Task to carry out: An exact, complete copy of the entries is needed, with the pictures left out.

───── Source information ─────

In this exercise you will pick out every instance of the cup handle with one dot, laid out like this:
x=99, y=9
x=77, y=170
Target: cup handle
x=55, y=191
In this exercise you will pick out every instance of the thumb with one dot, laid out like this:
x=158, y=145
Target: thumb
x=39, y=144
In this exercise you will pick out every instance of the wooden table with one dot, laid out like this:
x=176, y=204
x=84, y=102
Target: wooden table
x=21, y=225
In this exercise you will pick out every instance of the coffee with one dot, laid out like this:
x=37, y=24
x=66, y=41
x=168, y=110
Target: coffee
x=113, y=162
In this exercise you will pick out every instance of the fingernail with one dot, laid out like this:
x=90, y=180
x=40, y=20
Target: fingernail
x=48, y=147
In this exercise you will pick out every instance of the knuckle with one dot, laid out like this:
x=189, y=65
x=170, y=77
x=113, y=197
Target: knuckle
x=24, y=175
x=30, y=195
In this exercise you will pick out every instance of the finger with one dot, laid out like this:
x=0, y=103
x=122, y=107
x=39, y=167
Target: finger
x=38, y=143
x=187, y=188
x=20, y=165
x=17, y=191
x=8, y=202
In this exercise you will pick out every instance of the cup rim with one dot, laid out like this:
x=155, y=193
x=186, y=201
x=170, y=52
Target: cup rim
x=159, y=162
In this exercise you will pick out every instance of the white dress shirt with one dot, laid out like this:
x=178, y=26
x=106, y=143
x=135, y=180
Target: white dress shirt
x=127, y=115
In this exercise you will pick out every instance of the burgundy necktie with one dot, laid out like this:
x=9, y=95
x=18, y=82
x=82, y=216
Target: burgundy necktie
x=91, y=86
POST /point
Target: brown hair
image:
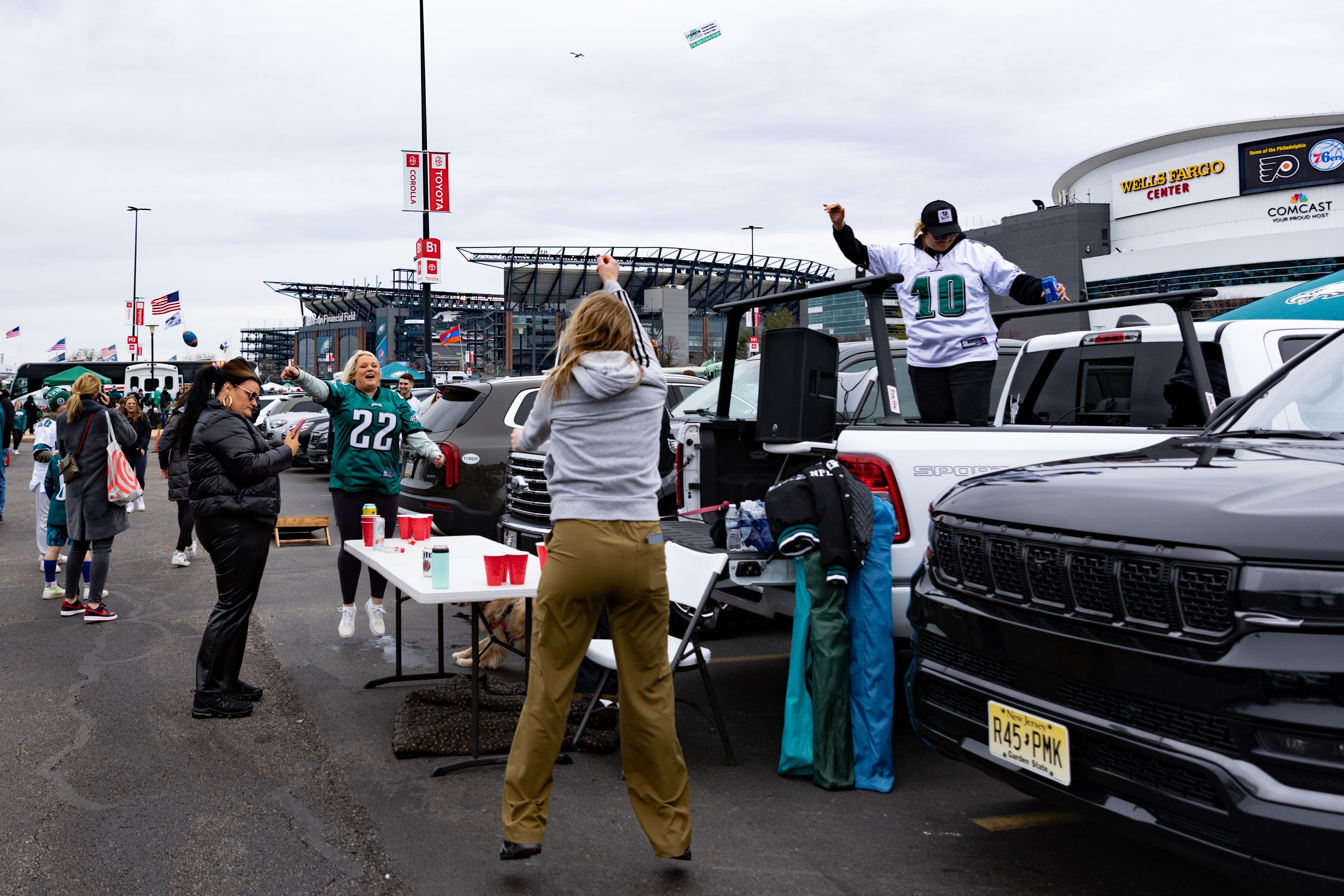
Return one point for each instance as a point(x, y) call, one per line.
point(86, 386)
point(600, 324)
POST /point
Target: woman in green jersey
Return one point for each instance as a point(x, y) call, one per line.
point(369, 425)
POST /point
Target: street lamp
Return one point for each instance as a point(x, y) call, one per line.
point(135, 265)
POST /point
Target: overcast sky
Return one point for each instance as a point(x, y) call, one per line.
point(265, 135)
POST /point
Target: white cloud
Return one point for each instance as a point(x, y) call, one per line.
point(265, 135)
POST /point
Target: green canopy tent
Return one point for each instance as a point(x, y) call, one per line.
point(69, 377)
point(396, 370)
point(1316, 300)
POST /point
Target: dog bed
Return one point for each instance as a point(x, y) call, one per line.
point(437, 722)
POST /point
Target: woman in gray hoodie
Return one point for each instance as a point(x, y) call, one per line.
point(601, 408)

─────

Response:
In this exercise you will pick out every instance of the cup handle with one dot, laid out like this:
x=99, y=9
x=77, y=170
Target: cup handle
x=55, y=191
In this exercise you will pick out every instance of the thumb with one dot, laid out like this:
x=158, y=145
Target: thumb
x=39, y=144
In this exercise you will pick out every instance of the wooden table with one dot, laid out like this:
x=176, y=204
x=84, y=102
Target: wooden table
x=21, y=225
In this exercise you will pick out every instance of the coffee with one dot, laid out like this:
x=37, y=24
x=66, y=41
x=168, y=110
Target: coffee
x=113, y=162
In this exercise you will pick out every instance of the fingernail with one dot, laid out like this:
x=90, y=180
x=40, y=20
Target: fingernail
x=48, y=147
In this exercise you will pick out every instance of the knuckle with one dot, laid out like this:
x=189, y=65
x=170, y=77
x=113, y=197
Target: knuckle
x=24, y=175
x=30, y=195
In this exercise you will pick out every instance of the finger with one dot, laid out like this:
x=0, y=103
x=122, y=107
x=39, y=167
Target: finger
x=38, y=143
x=187, y=188
x=20, y=165
x=17, y=191
x=8, y=202
In this exercise you will pick out every instance of the cup rim with one dot, laid out like this:
x=155, y=193
x=186, y=201
x=170, y=52
Target: cup rim
x=159, y=162
In this exercise you will pick out every instance of the white dress shirt with one dot, laid out like this:
x=178, y=26
x=106, y=143
x=135, y=180
Target: white dress shirt
x=127, y=115
In this exercise you will pick out every instance of the burgundy necktie with one dot, laid out like this:
x=9, y=95
x=18, y=82
x=82, y=216
Target: burgundy necktie
x=91, y=86
POST /point
Target: brown hair
image:
Return one point for each instance as a point(x, y) call, one per line.
point(86, 386)
point(600, 324)
POST /point
Target: woman in green jersey
Return one point for each instance as a point(x, y) call, one per line.
point(369, 425)
POST /point
Target: street lamp
Return one point for each instance as a point(x, y) call, one per line.
point(135, 265)
POST /point
Target: overcast sky
Return one point for each instance as a point(x, y) call, one per line.
point(265, 135)
POST /point
Target: white cloud
Return one point for each instance as a point(x, y) call, one per line.
point(265, 135)
POST /point
Target: green canopy tent
Return one point for each instance as a point(x, y) call, one per line.
point(69, 377)
point(396, 370)
point(1316, 300)
POST /point
Target: dog bed
Return one point for each instance as a point(x, y) call, one per line.
point(437, 722)
POST /point
Target: woman in gray hoodie
Return one point for each instance as a point(x, y) call, one per line.
point(601, 408)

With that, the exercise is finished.